=== Work request ===
Every record below is to be restated word for word, and no picture is to be copied.
Data for analysis: Begin
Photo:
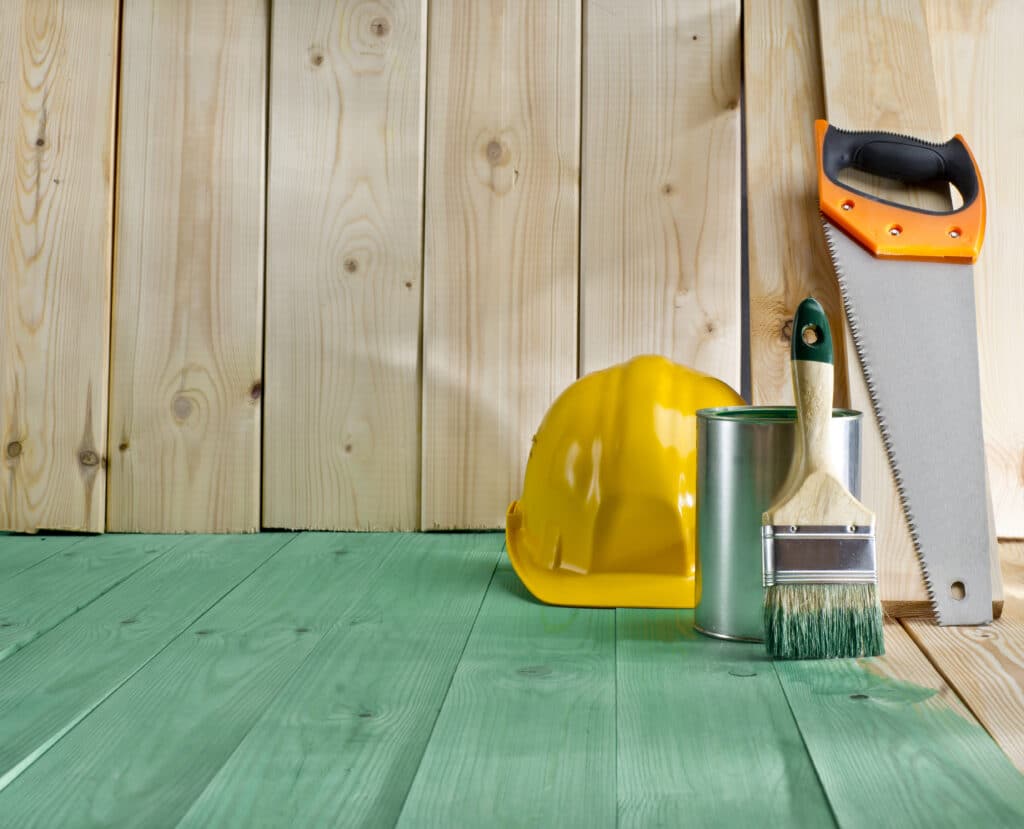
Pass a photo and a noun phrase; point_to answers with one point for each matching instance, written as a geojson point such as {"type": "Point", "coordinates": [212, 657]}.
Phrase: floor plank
{"type": "Point", "coordinates": [145, 754]}
{"type": "Point", "coordinates": [899, 751]}
{"type": "Point", "coordinates": [47, 689]}
{"type": "Point", "coordinates": [18, 553]}
{"type": "Point", "coordinates": [527, 733]}
{"type": "Point", "coordinates": [42, 597]}
{"type": "Point", "coordinates": [342, 742]}
{"type": "Point", "coordinates": [986, 664]}
{"type": "Point", "coordinates": [706, 737]}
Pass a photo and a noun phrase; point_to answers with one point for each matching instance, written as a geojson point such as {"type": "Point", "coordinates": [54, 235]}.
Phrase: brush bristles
{"type": "Point", "coordinates": [822, 621]}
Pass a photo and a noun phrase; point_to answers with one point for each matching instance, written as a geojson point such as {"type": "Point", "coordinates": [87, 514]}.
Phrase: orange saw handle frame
{"type": "Point", "coordinates": [890, 230]}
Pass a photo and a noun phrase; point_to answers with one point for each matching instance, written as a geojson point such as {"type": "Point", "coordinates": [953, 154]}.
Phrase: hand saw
{"type": "Point", "coordinates": [907, 284]}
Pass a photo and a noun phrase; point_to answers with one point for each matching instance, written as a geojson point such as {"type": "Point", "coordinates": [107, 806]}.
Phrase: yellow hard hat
{"type": "Point", "coordinates": [607, 513]}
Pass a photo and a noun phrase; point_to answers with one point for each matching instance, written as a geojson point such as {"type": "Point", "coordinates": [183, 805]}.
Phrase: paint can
{"type": "Point", "coordinates": [743, 456]}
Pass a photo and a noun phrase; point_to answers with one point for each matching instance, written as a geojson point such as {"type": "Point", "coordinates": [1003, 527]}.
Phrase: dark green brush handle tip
{"type": "Point", "coordinates": [811, 336]}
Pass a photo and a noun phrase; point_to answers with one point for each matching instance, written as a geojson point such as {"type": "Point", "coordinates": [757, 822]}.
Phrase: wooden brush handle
{"type": "Point", "coordinates": [813, 379]}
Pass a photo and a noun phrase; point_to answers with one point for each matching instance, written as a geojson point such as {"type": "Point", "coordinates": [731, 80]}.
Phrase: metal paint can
{"type": "Point", "coordinates": [743, 455]}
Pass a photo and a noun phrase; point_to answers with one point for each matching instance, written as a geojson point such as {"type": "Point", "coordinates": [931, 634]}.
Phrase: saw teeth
{"type": "Point", "coordinates": [854, 326]}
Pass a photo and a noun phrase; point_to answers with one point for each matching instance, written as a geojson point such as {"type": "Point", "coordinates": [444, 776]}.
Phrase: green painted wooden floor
{"type": "Point", "coordinates": [353, 680]}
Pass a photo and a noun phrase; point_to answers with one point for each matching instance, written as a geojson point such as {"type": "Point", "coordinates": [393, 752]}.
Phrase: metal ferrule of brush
{"type": "Point", "coordinates": [818, 555]}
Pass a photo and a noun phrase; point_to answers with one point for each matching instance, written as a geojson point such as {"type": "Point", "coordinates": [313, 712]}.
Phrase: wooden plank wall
{"type": "Point", "coordinates": [501, 246]}
{"type": "Point", "coordinates": [345, 209]}
{"type": "Point", "coordinates": [460, 218]}
{"type": "Point", "coordinates": [187, 322]}
{"type": "Point", "coordinates": [975, 48]}
{"type": "Point", "coordinates": [659, 252]}
{"type": "Point", "coordinates": [57, 93]}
Data for analysis: End
=== Expected output ===
Photo:
Pass a photo and a noun phrase; point_to answers with one point for each matching instance, written as a geojson point such as {"type": "Point", "coordinates": [212, 657]}.
Phrase: floor plank
{"type": "Point", "coordinates": [145, 754]}
{"type": "Point", "coordinates": [899, 751]}
{"type": "Point", "coordinates": [47, 689]}
{"type": "Point", "coordinates": [18, 553]}
{"type": "Point", "coordinates": [527, 733]}
{"type": "Point", "coordinates": [42, 597]}
{"type": "Point", "coordinates": [342, 742]}
{"type": "Point", "coordinates": [986, 664]}
{"type": "Point", "coordinates": [706, 737]}
Pass a photo and a noun phrase; point_to answers with one point for each matching instance, written as a geojson point such as {"type": "Point", "coordinates": [54, 235]}.
Phrase: brush bristles
{"type": "Point", "coordinates": [822, 621]}
Pass a photo and a noun phrase; point_to answers with one point for each matching instance, written as a geojson point such as {"type": "Point", "coordinates": [87, 514]}.
Phrase: orange saw handle frame
{"type": "Point", "coordinates": [890, 230]}
Pass a photo and a noun phrase; point_to answers with one point for each matching instance, written as a geojson point such as {"type": "Point", "coordinates": [953, 154]}.
Phrase: hand saw
{"type": "Point", "coordinates": [907, 284]}
Pass a photo and a noun phrase; point_to answers with one point for each matching instance, written as a geojson point such as {"type": "Point", "coordinates": [107, 806]}.
Phrase: yellow hard hat
{"type": "Point", "coordinates": [607, 513]}
Pass a photo and a noun phrase; point_to answers with one point for each matching instance, written as a geojson point such as {"type": "Point", "coordinates": [183, 805]}.
Phrase: paint can
{"type": "Point", "coordinates": [743, 456]}
Pass a photo and a noun phrase; point_to answers with one point for each matching instance, written as a geojson point such as {"type": "Point", "coordinates": [1003, 527]}.
Phrase: dark green brush handle tip
{"type": "Point", "coordinates": [811, 336]}
Pass a photo and a noun phrase; point_to answers with one point for each matching instance, written as a geojson point such as {"type": "Point", "coordinates": [757, 822]}.
Phrase: wooden brush handle
{"type": "Point", "coordinates": [813, 379]}
Pass a photo and a noun phrase; point_to answers with one point for each matching instance, written as a geojson point such as {"type": "Point", "coordinates": [731, 80]}.
Phrase: metal paint can
{"type": "Point", "coordinates": [743, 455]}
Pass a photo and a noun phrase; point_to answers with one point for each matching instance, written as a geojson point such as {"type": "Point", "coordinates": [931, 634]}.
Phrase: saw teeth
{"type": "Point", "coordinates": [854, 326]}
Pass a photo and a noun phrase; point_to answers with one point for each matching instance, written as a geojson point such as {"type": "Point", "coordinates": [444, 776]}.
Phrase: green painted wooden floor
{"type": "Point", "coordinates": [353, 680]}
Pass a photo and a noun phrase; point_to answers with one point for each matching instance, written as a geojson point such as {"type": "Point", "coordinates": [393, 752]}.
Phrase: metal ferrule of brush
{"type": "Point", "coordinates": [818, 555]}
Pass a photo and a noun phrase; point_to answers with one point for each matching instance, written as a geojson point such as {"type": "Point", "coordinates": [313, 712]}.
Phrase: wooden plank wall
{"type": "Point", "coordinates": [501, 246]}
{"type": "Point", "coordinates": [345, 209]}
{"type": "Point", "coordinates": [460, 218]}
{"type": "Point", "coordinates": [187, 322]}
{"type": "Point", "coordinates": [975, 48]}
{"type": "Point", "coordinates": [659, 252]}
{"type": "Point", "coordinates": [57, 93]}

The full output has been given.